» DIRECTIVES:
a – Retype the stretch of the Excel article from "2. Convert every" through "of reporting errors.".
b – List every numbered habit heading in the Excel article.

Data Analytics
10 Excel Best Practices Every Aspiring Data Analyst Should Master
By JC de las Alas, Founder and Lead Instructor
· 8 min read
Ask any hiring manager screening data analyst applicants in the Philippines what they test first, and the answer is rarely Python or machine learning. It is Excel. Payroll runs on it, BPO client reports run on it, and most small businesses run their entire operations on it. The analysts who get trusted early are not the ones who know the most functions. They are the ones with clean habits.
Here are the ten habits we drill in our bootcamp, in the order they matter on a real job.
1. Keep your raw data raw
The moment a file lands in your inbox, duplicate the sheet and name the original RAW_do_not_touch. All cleaning happens on the copy. When your numbers get questioned in a meeting, and one day they will, you can always trace your work back to the untouched source. Analysts who overwrite their raw data have no way to prove their report is right.
2. Convert every dataset into a proper Table
Select your data and press Ctrl + T. A real Excel Table gives you filter buttons, banded rows, structured references like Table1[Revenue], and ranges that expand automatically when new rows arrive. Formulas that point at Tables do not silently miss the 50 rows someone pasted at the bottom last Friday. That single shortcut prevents an entire category of reporting errors.
3. Clean text with functions, not your fingers
Real exports are messy. Product names arrive as Shampoo Sachet, shampoo sachet, and SHAMPOO SACHET with trailing spaces. Never fix these by retyping. Use TRIM to strip spaces, PROPER to standardize casing, and Find and Replace for known variants. Then use Data, Remove Duplicates, and record how many rows it removed.
Want to feel this pain safely? Our free sari-sari store sales cleanup project ships a deliberately messy POS export with exactly 15 duplicated receipts hiding in 384 rows. Your job is to find them and report the store''s real numbers.
4. One column, one meaning
Dates stored as text, numbers stored with peso signs typed in, blanks that sometimes mean zero and sometimes mean unknown: these are the silent killers of every pivot table. Decide what each column means, set the data type, and label unknowns explicitly as Unknown instead of leaving blanks. Zero and missing are different facts, and your analysis changes depending on which one is true.
5. Learn lookups the modern way
XLOOKUP replaced VLOOKUP for good reasons: it looks in any direction, defaults to exact match, and lets you set a friendly result when nothing is found. Wrap older formulas in IFERROR so a missing match shows Not found instead of the #N/A that scares stakeholders. If your workplace is still on an older Excel, master INDEX MATCH; it earns respect in interviews.
6. Let pivot tables answer the actual question
A pivot table is not a formatting tool, it is an interview with your data. Who are the top products? Which day of the week sells the most? What share of payments moved to GCash this month? Each question is a pivot: rows, values, done. Practice asking the question in plain words first, then building the pivot that answers it. Speed here is what makes you look senior in a meeting.

(Stored records)

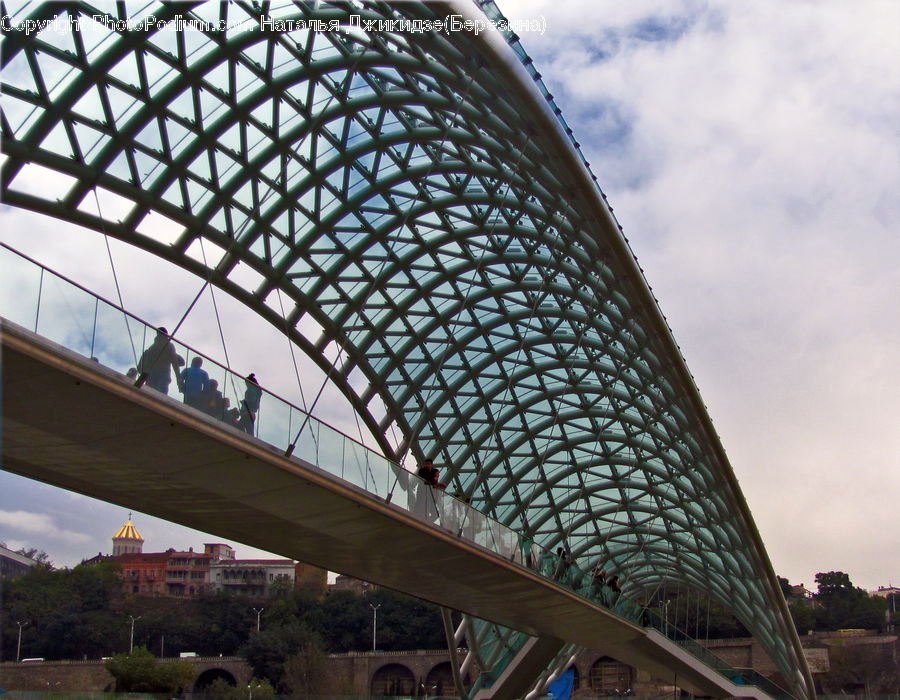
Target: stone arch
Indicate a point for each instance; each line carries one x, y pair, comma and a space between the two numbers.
392, 680
439, 680
210, 675
608, 675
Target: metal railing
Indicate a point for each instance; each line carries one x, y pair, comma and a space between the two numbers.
64, 312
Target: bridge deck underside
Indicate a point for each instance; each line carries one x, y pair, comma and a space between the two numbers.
74, 424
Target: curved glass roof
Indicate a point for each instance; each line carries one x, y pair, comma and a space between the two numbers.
415, 198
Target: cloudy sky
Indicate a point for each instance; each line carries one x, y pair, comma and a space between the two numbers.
751, 151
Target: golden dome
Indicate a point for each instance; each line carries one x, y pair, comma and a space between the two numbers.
128, 532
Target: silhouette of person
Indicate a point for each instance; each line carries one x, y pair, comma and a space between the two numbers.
213, 402
562, 565
250, 404
229, 415
157, 362
194, 383
425, 503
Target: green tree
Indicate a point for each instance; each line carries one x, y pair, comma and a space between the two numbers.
843, 606
141, 672
268, 650
257, 688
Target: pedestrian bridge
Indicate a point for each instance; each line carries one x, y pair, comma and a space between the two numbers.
404, 201
74, 423
299, 488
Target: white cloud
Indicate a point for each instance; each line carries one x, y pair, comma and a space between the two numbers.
40, 524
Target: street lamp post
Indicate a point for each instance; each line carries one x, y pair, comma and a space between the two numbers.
19, 645
131, 644
374, 622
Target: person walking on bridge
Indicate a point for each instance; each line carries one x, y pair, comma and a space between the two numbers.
194, 383
250, 404
157, 362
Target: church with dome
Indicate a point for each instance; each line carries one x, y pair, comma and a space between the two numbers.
190, 573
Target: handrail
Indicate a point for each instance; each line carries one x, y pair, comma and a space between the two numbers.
77, 318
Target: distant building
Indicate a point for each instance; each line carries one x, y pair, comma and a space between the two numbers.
127, 539
13, 564
348, 583
253, 578
190, 573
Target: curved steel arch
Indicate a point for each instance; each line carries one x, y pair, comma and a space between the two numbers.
419, 197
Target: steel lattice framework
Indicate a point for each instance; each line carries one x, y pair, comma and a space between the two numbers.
416, 198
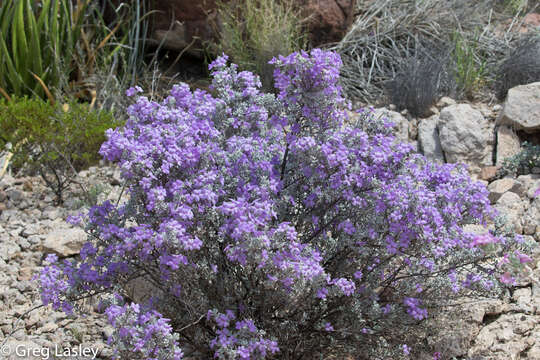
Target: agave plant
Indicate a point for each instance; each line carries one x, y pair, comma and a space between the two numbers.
37, 42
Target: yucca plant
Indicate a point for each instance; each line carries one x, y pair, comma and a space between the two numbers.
37, 41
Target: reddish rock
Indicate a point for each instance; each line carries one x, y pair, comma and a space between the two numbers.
182, 23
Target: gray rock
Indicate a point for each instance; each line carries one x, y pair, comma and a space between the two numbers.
508, 144
15, 195
400, 122
522, 108
466, 136
445, 101
27, 350
428, 139
498, 187
64, 241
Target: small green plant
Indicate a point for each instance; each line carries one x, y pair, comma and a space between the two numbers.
37, 41
515, 7
255, 31
53, 141
522, 163
470, 68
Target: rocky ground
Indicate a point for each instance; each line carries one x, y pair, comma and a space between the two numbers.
31, 226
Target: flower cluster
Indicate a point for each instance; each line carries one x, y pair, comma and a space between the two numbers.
239, 339
297, 228
145, 334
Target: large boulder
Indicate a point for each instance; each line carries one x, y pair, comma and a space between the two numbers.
182, 23
508, 144
466, 136
522, 108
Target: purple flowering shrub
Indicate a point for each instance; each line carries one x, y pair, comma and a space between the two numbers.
267, 226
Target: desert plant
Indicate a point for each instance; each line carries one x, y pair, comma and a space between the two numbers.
264, 227
470, 67
54, 141
254, 31
521, 66
37, 41
421, 82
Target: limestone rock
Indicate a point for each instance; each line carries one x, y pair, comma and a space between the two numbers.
498, 187
508, 144
522, 108
64, 241
466, 136
428, 139
28, 350
488, 172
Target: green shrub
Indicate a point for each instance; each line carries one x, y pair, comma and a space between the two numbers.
53, 141
255, 31
522, 163
470, 67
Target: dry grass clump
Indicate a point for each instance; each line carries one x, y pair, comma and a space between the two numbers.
421, 81
521, 66
389, 33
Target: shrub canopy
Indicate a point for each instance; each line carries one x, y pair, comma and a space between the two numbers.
269, 227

» ANSWERS PROVIDED:
a –
2. Convert every dataset into a proper Table
Select your data and press Ctrl + T. A real Excel Table gives you filter buttons, banded rows, structured references like Table1[Revenue], and ranges that expand automatically when new rows arrive. Formulas that point at Tables do not silently miss the 50 rows someone pasted at the bottom last Friday. That single shortcut prevents an entire category of reporting errors.

b –
1. Keep your raw data raw
2. Convert every dataset into a proper Table
3. Clean text with functions, not your fingers
4. One column, one meaning
5. Learn lookups the modern way
6. Let pivot tables answer the actual question